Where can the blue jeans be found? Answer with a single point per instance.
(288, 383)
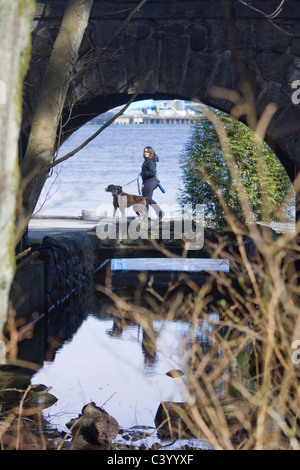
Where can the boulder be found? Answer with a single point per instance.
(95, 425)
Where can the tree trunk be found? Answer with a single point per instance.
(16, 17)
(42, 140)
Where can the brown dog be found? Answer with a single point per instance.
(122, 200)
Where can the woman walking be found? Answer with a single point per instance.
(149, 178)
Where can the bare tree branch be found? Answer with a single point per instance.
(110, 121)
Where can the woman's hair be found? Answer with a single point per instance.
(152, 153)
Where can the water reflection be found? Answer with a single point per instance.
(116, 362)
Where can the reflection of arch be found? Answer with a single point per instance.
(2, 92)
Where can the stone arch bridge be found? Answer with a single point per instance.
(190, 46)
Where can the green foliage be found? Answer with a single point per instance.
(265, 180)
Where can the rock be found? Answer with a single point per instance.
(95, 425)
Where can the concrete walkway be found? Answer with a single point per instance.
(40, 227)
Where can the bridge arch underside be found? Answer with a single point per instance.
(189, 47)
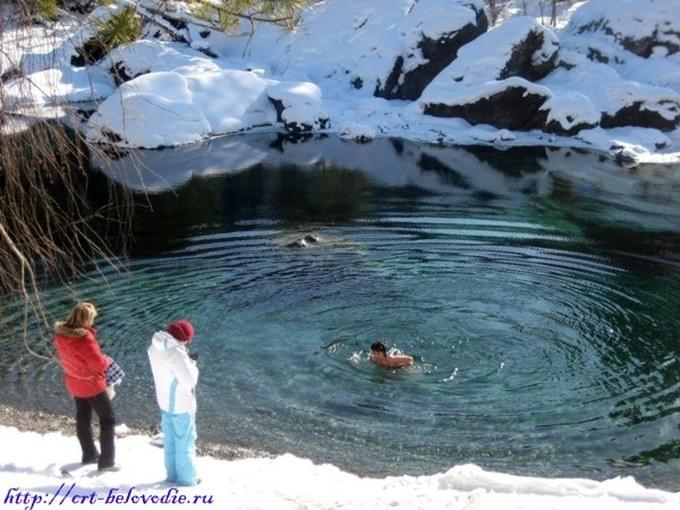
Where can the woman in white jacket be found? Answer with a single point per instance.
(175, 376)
▬▬▬▬▬▬▬▬▬▬
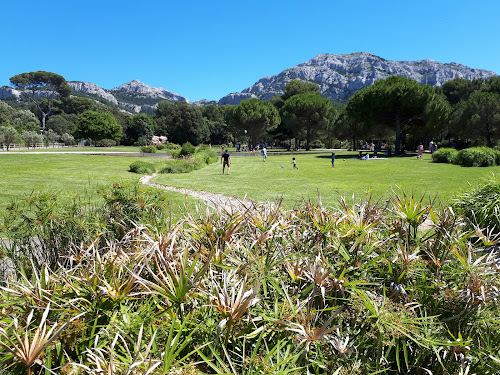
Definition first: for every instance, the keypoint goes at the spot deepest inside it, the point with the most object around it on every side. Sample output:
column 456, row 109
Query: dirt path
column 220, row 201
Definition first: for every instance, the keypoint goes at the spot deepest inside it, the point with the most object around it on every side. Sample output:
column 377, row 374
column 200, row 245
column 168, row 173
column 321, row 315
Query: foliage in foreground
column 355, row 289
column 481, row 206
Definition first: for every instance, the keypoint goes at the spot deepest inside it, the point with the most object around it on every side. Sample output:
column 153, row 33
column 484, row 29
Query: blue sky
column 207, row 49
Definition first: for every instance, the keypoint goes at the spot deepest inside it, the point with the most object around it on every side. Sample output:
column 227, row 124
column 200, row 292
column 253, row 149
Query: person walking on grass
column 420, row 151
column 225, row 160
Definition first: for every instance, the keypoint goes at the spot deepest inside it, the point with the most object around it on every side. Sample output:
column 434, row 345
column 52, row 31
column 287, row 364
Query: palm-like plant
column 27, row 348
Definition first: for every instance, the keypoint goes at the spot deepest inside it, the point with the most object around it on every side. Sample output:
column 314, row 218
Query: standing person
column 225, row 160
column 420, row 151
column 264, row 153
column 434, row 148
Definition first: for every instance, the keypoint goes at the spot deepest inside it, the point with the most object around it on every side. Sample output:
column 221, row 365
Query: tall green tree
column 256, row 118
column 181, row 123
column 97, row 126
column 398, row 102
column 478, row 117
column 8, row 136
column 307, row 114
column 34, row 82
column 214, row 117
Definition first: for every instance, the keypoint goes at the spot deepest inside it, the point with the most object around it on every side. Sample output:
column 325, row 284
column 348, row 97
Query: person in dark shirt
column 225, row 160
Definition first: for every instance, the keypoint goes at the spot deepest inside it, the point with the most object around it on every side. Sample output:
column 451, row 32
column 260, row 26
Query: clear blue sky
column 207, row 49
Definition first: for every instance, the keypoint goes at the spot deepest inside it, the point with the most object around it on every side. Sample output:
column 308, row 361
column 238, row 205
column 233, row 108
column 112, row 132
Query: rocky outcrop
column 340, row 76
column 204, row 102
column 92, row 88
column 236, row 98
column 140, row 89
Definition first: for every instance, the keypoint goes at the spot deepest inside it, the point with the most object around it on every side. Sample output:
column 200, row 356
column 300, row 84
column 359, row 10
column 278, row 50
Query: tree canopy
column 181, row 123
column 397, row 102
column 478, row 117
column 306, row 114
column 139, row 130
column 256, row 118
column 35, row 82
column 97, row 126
▬▬▬▬▬▬▬▬▬▬
## [What the exercise asks]
Copy verbatim, from the listing above, each line from the one containing "column 52, row 31" down to the one containing "column 314, row 218", inclusive.

## [Written solution]
column 52, row 31
column 287, row 364
Query: palm-like plant
column 27, row 348
Definition first: for every instance, the keypoint goes at the spot deepest inside it, the point with the most object around it on every side. Sample output:
column 314, row 218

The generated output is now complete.